→ **Data entries**
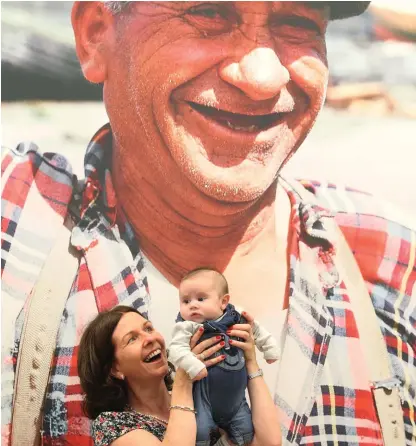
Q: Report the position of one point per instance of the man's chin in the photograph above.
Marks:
(231, 185)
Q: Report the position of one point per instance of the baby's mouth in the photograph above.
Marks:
(239, 122)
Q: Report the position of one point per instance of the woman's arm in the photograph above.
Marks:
(181, 430)
(264, 412)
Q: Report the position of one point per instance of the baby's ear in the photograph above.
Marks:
(225, 300)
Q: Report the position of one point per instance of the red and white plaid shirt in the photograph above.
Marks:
(328, 401)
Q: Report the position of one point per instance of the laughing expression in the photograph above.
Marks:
(215, 94)
(140, 352)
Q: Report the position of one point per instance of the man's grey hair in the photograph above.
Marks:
(117, 7)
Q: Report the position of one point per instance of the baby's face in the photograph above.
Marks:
(200, 299)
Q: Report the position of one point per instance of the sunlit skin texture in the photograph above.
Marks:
(196, 192)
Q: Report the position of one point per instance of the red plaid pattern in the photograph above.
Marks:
(324, 396)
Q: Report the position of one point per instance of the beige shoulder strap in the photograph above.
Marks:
(38, 339)
(384, 385)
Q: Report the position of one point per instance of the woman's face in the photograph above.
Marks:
(140, 351)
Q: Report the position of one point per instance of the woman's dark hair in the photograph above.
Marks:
(103, 391)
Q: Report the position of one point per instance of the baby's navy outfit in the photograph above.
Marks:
(219, 398)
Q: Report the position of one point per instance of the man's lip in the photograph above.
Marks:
(252, 123)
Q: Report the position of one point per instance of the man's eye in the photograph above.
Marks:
(295, 22)
(207, 11)
(212, 19)
(132, 339)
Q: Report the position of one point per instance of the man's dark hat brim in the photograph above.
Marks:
(343, 10)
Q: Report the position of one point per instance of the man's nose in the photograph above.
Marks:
(258, 73)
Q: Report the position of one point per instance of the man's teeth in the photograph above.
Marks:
(152, 355)
(249, 128)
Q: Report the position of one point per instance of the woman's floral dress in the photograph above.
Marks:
(109, 426)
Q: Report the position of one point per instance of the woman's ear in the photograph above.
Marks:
(225, 301)
(93, 28)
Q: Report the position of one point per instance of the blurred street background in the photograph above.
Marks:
(365, 136)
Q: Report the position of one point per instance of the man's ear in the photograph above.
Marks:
(93, 24)
(225, 301)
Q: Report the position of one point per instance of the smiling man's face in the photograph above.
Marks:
(220, 93)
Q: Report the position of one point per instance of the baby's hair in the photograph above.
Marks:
(222, 281)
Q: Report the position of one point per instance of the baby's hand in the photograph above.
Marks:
(202, 374)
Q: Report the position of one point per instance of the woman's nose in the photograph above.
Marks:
(257, 73)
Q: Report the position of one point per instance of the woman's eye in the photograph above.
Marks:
(209, 12)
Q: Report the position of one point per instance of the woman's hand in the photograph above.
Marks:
(205, 349)
(244, 332)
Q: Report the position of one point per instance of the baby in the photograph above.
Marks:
(219, 396)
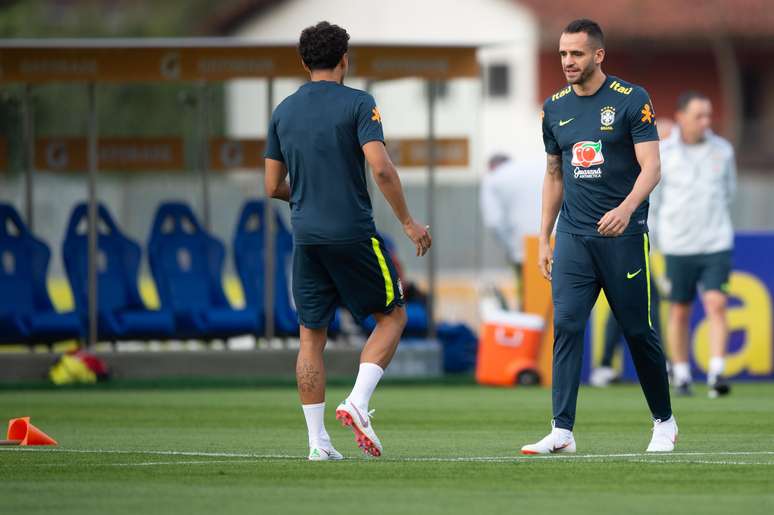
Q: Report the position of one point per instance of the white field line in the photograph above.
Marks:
(251, 457)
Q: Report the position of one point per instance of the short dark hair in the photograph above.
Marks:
(323, 45)
(686, 96)
(590, 27)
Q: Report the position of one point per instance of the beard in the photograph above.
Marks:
(584, 74)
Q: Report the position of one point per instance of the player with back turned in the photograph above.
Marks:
(321, 136)
(602, 163)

→ **What to produce**
The records above are to be quoted exactly, with all pictures left out.

→ **Answer to the exercise**
Q: Report the position of one point per instance of the man's chin in the photograph above.
Marks:
(231, 185)
Q: Report the position of one point per instance of the baby's mouth in the photograph above.
Marks:
(239, 122)
Q: Report the position of one point per instance of the woman's arm in the photograph above.
Marks:
(181, 430)
(264, 412)
Q: Report the position of one point per instance of the baby's ear in the photograph above.
Marks:
(225, 300)
Q: Report the position of one point per instance of the red and white plaid shirt in the photograph above.
Marks:
(328, 401)
Q: Report the position of one point per instance of the laughing expression in the photograph above.
Marks:
(215, 94)
(140, 352)
Q: Report the position of one point per instance of the man's grey hair in the photograph above.
Marks:
(117, 7)
Q: Report the position of one point per instance of the baby's face in the photograph above.
Marks:
(200, 299)
Q: Report the position of one point per instance of the sunlit skin texture in the photograph above.
Marks:
(196, 192)
Q: Report the position of one point per instance of the red plaid pattern in the photograph above.
Marks:
(324, 396)
Q: Report the position of one point per instance of the beige shoulder strap in the photograph above.
Marks:
(38, 339)
(384, 385)
Q: Report the position of one point per instance of the woman's face in the photograph above.
Marks:
(140, 351)
Q: Report the position of one point per instance of the woman's dark hair in the photograph above.
Marks:
(103, 391)
Q: Report the position of one point per instance of the baby's navy outfit in the photograph above.
Marks:
(219, 398)
Q: Report the position of one point per instance of the man's lip in the photograph above.
Marks:
(252, 123)
Q: Report the position of one point per instance of the man's eye in the photograph above.
Marks:
(295, 22)
(207, 11)
(212, 19)
(132, 339)
Q: Report the position of one point per instance of the man's dark hat brim in the photograph above.
Marks:
(343, 10)
Q: Report the position of one point per instance of the man's nose in the photograph above.
Marks:
(258, 73)
Q: Report the position of one point per instance of the man's teeth in the photograph above.
Marks:
(152, 355)
(249, 128)
Q: Report the position of one point per instance of the woman's floral dress in the photograph above.
Marks:
(109, 426)
Q: Report the position of one point per instance of the woman's ear in the photograph above.
Marks:
(225, 301)
(93, 28)
Q: Report the position of one point per instance of the blurred street background in the photograph above.
Marks:
(365, 136)
Q: Report the position of one point per instance of the man's ear in the photograph above.
Marks:
(93, 24)
(225, 301)
Q: Report the position of one point per instance of the smiling man's face in the photograph above.
Marks:
(220, 93)
Q: Report the position of one point per instance of the baby's hair in the photograph above.
Marks:
(222, 281)
Q: Report the position of one point per instance of the baby's hand in the photograph above.
Marks:
(202, 374)
Q: Report the position of one point per instance of the woman's nose in the photograph above.
Marks:
(257, 73)
Q: Report the position of one point per instance of the woman's eye in the photograph above.
Marks:
(209, 12)
Q: Report the position of one point per instance of the woman's hand in the photograph above.
Marks:
(205, 349)
(244, 332)
Q: Report the position of one point per instance of the baby in the photograph above.
Marks:
(219, 396)
Q: Report the position of one point per instance of the white field line in the photograph above.
Marks:
(251, 457)
Q: Report the position of one point per instance of the short dark hair in the photograph above.
Marks:
(323, 45)
(686, 96)
(590, 27)
Q: Report the position of one point per instance of the beard in the photograph above.
Marks:
(584, 74)
Q: Report the position of one point per instance of the player with back turned in the photograph above.
Marks:
(321, 136)
(602, 163)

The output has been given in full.